**Instructions for the task:** How does the account of the Bangladesh Liberation War go on after its last sentence? Write what comes next.

--- Text Enclosed Below ---

On the 17th of April the historical Proclamation of Independence
was announced at Mujibnagar. This proclamation morally and
legally established Bangladesh as an independent country. In this
new country, Sheikh Mujibur Rahman was the president and Syed
Nazrul Islam was the vice president and acting president in
Bangabandhu’s absence, and Tajuddin Ahmed was the prime
minister. On the 17th of April in Mujibnagar (Meherpur’s
Baidyanathtala) Bangladesh’s first government was sworn in before
national and international journalists, and ceremonially started its
journey. [29] Their first responsibility was to lead the armed
struggle against the Pakistan army and drive them out of

Fight Back
In the beginning, the battles that took place were disorganized and
unplanned. But slowly the freedom fighters grouped together and
began to fight back. The position of Commander in chief of the
Bangladesh armed forces was given to Colonel (Retired) M. Ataul
Ghani Osmani, Chief of Staff to Lt. Colonel Abdur Rob and Deputy
Chief of Staff to Group Captain A.K. Khandaker. Bangladesh was
divided into eleven sectors. The first sector (Chittagong, Chittagong
Hill Tracks)’s commander was at first Major Ziaur Rahman and
later Major Rafiqul Islam. The second sector (Noakhali, Camilla.
South Dhaka, part of Faridpur)’s commander was at first Major
Khaled Musharraf, later Captain Abdus Salek Chowdhury and
lastly Captain A.T.M. Haider. The third sector (North Dhaka. North
Sylhet and parts of Mymensingh)’s commander was at first Major
K.M. Shafiullah and then Major A.N.M. Nuruzzaman. The fourth.
fifth, and sixth sectors’ (South Sylhet, North Sylhet, and Rangpur
and Dinajpur respectively) commanders were Major C.R. Datta.
Major Mir Shawkat Ali and Wing Commander M.K. Bashar. The
seventh sector (Rajshahi, Bogra, Pabna)’s commander was Major
Nazmul Haque; he died in a car crash and then Major Qazi
Nuruzzaman took over. The eighth sector (Kushtia, Jessore,
Faridpur)’s commander was at first Major Abu Osman Chowdhury
and then Major M. A. Manzoor. The ninth sector (Khulna, Barisal)’s
commander was Major M. A. Jalil. The tenth sector was for the
naval areas, it was under direct control of the commander-in-chief.
This sector had no officers, so the naval commandos fought under
the commander of whichever sector they were in at the time. These
naval commandos carried out an incredible mission called
Operation Jackpot on the 15th of August in which they blew up
several ships with mines in Chittagong [30]. The eleventh sector
(Tangail, Mymensingh)’s commander was Major M. Abu Taher; he
held this responsibility until he was injured in a fight in November.
Besides these eleven sectors, Ziaur Rahman, Khaled Musharraf, and
Shafiullah were in charge of three brigades, named the Z force, the
K force and the S force after the first letter of their names
respectively. Also, in Tangail, Abdul Kader Siddiqui led a regional
team. Not only did he lead this extremely well-organized team of
fighters called the Kaderia Bahini to fight, he also put together a
team of volunteers to help them. [31] At the end of the war the
Bangladesh air force joined the armed forces, and this air force has
the credit of being the first to carry out a bombing in the war. [32]
A courageous group of young guerrillas called the Crack Platoon
captured international attention by carrying out an extremely
dangerous guerrilla operation right under the Pakistani military’s
noses in Dhaka city. [33]

Bangladesh Liberation war truly was a people’s war. Countless
students, farmers, workers and people from all spheres of life took
part. The indigenous people from the plain land and hill also joined
the liberation war. They had no shoes on their feet or clothes on
their backs and no necessary weaponry – they didn’t even have any
time to train. In the words of Khaled Musharraf, the battlefield was
their training ground. They had unbelievable courage and deep
compassion for their motherland. While Bangladesh’s regular
armed forces fought the Pakistani military, the guerrilla teams
attacked the Pakistani military from the underground, forcing their
movement to be restricted to their own camps.

--- End of Enclosed Text ---
--- Provided material Enclosed Below ---

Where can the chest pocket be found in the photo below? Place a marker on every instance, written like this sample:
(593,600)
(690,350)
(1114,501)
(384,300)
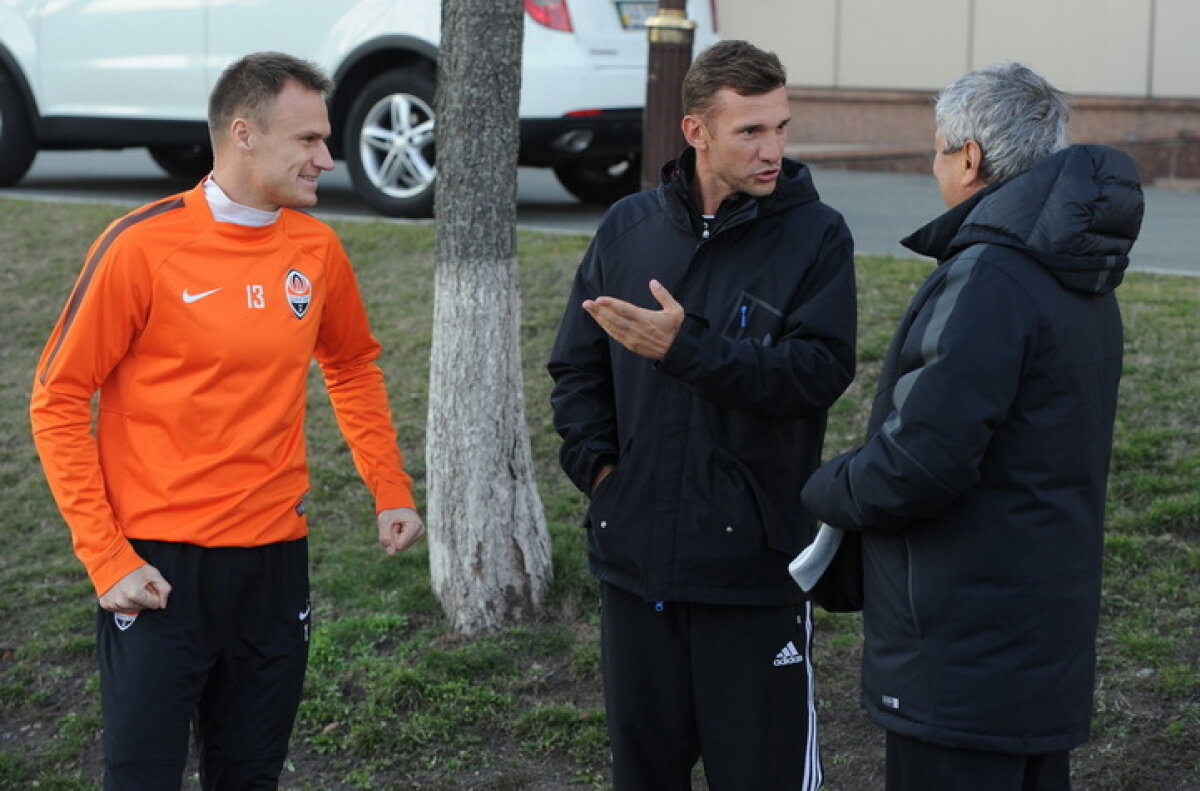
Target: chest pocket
(755,318)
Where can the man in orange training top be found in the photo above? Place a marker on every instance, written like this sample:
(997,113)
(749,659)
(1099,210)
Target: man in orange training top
(196,318)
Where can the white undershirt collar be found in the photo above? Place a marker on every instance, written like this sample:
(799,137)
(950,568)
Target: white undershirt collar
(225,209)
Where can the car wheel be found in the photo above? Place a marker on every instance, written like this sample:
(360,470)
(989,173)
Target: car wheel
(389,145)
(601,181)
(17,147)
(185,161)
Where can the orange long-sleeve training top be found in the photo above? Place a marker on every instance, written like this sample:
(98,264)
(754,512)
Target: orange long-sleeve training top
(198,336)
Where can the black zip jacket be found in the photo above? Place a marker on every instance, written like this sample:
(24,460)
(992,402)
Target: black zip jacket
(712,443)
(979,492)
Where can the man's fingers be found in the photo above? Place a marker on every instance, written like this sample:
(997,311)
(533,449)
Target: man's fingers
(665,298)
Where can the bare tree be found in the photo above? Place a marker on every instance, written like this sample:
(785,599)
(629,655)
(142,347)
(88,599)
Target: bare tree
(489,544)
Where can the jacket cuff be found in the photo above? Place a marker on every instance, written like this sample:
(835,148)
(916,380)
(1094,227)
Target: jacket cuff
(113,569)
(685,346)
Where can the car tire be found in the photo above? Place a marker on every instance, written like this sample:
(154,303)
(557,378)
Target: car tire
(601,181)
(185,161)
(389,144)
(17,145)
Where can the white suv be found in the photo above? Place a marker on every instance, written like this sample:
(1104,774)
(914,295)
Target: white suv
(119,73)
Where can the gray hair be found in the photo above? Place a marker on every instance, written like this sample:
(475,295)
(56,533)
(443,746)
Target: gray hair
(1014,114)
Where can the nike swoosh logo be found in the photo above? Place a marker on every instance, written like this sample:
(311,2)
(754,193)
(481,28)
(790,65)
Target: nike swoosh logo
(196,298)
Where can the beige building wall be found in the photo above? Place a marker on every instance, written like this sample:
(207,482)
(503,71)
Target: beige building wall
(1120,48)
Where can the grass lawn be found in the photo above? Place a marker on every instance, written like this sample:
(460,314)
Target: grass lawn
(395,701)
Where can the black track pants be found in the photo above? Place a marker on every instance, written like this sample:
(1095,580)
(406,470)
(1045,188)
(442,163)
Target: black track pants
(729,684)
(918,766)
(228,654)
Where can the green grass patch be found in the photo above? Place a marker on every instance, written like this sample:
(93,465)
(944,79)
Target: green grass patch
(393,700)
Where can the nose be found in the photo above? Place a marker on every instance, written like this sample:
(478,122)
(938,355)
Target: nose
(772,149)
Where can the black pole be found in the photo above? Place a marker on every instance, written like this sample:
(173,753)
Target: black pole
(671,36)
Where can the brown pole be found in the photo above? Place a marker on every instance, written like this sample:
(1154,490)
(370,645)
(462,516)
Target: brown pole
(671,36)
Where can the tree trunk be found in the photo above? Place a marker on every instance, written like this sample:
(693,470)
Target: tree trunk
(489,544)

--- End of Enclosed Provided material ---

**Written response:**
There is no end to the stories of bravery of these freedom fighters.
One small story from a book written by a Pakistani army official
goes like this: ‘A young freedom fighter was arrested by the
Pakistani army in Rohanpur area of Rajshahi in June 1971. Despite
terrible torture, he refused to disclose any information. A Pakistani
major finally held a stengun to his chest and said, answer my
question or I’ll kill you right now. The fearless young freedom
fighter bent down and kissed the ground of his motherland for the
last time, stood up straight and said, I’m ready to die. My blood will
free this country.’ [34] This is what is patriotism, valiance and
bravery. The Pakistani army saw these young fighters and knew
they would never be able to defeat them. Sooner or later, they
would have to admit defeat and leave the country.

The Swadheen Bangla Betar Kendro may not have fought with
arms, but it was like a real soldier in the Liberation War all the
same. With the help of our poets, writers, artists and the cultural
activist, the radio station continually encouraged the people and
gave the freedom fighters courage. Songs from that time still
inspire people today.

This history would be left incomplete if women’s role in the
freedom of Bangladesh was not mentioned. Only because of their
help could the freedom fighters move safely through the country.
The women took part in cultural activities that encouraged the
freedom fighters, provided medical services to the injured, and even
went to armed battle.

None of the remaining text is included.